Quoted passage:
The NEC requires that GFCI's be used in these high-risk situations:
Bond Components to Assure Grounding Path
In order to assure a continuous, reliable electrical path to ground, a bonding jumper wire is used to make sure electrical parts are connected. Some physical connections, like metal conduit coming into a box, might not make a good electrical connection because of paint or possible corrosion. To make a good electrical connection, a bonding jumper needs to be installed.
A metal cold water pipe that is part of a path to ground may need bonding jumpers around plastic antivibration devices, plastic water meters, or sections of plastic pipe. A bonding jumper is made of conductive material and is tightly connected to metal pipes with screws or clamps to bypass the plastic and assure a continuous grounding path. Bonding jumpers are necessary because plastic does not conduct electricity and would interrupt the path to ground.
Additionally, interior metal plumbing must be bonded to the ground for electrical service equipment in order to keep all grounds at the same potential (0 volts). Even metal air ducts should be bonded to electrical service equipment.
Control Overload Current Hazards
When a current exceeds the current rating of equipment or wiring, a hazard exists. The wiring in the circuit, equipment, or tool cannot handle the current without heating up or even melting. Not only will the wiring or tool be damaged, but the high temperature of the conductor can also cause a fire. To prevent this from happening, an overcurrent protection device (circuit breaker or fuse) is used in a circuit. These devices open a circuit automatically if they detect current in excess of the current rating of equipment or wiring. This excess current can be caused by an overload, short circuit, or high-level ground fault.
Overcurrent protection devices are designed to protect equipment and structures from fire. They do not protect you from electrical shock! Overcurrent protection devices stop the flow of current in a circuit when the amperage is too high for the circuit. A circuit breaker or fuse will not stop the relatively small amount of current that can cause injury or death. Death can result from 20 mA (.020 amps) through the chest (see Section 2). A typical residential circuit breaker or fuse will not shut off the circuit until a current of more than 20 amps is reached!
But overcurrent protection devices are not allowed in areas where they could be exposed to physical damage or in hazardous environments. Overcurrent protection devices can heat up and occasionally arc or spark, which could cause a fire or an explosion in certain areas. Hazardous environments are places that contain flammable or explosive materials such as flammable gasses or vapors (Class I Hazardous Environments), finely pulverized flammable dusts (Class II Hazardous Environments), or fibers or metal filings that can catch fire easily (Class III Hazardous Environments). Hazardous environments may be found in aircraft hangars, gas stations, storage plants for flammable liquids, grain silos, and mills where cotton fibers may be suspended in the air. Special electrical systems are required in hazardous environments.

Task description: According to the text about electrical safety, how much current through the chest can result in death? Rely only on the text about electrical safety.

Items in a dataset:

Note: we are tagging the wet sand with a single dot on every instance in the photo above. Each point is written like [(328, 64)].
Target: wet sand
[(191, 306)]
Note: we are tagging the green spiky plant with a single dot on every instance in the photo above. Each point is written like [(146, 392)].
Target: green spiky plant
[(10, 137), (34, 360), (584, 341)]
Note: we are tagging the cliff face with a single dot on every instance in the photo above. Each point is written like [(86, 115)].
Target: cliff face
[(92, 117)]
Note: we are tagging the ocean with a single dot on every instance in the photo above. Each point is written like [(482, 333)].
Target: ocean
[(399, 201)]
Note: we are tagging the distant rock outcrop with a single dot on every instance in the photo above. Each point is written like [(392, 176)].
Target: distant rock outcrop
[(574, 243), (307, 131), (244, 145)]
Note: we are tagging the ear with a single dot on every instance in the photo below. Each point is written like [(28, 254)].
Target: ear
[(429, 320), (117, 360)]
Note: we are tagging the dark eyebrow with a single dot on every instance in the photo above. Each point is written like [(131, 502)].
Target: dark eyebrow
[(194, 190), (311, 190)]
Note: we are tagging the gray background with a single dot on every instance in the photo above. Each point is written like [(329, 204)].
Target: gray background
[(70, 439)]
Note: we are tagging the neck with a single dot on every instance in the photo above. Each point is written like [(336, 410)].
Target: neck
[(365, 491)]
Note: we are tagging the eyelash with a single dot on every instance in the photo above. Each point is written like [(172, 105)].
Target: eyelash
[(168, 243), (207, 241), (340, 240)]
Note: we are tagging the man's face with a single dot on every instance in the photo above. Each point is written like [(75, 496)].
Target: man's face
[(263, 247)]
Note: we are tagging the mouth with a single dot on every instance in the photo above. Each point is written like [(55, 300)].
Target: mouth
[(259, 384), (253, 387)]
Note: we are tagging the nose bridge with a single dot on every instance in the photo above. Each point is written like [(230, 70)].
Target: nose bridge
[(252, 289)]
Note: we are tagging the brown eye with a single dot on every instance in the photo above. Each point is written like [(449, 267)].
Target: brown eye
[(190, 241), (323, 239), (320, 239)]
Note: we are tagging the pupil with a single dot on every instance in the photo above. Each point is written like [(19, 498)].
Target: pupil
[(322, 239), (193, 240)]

Result: 20 mA (.020 amps)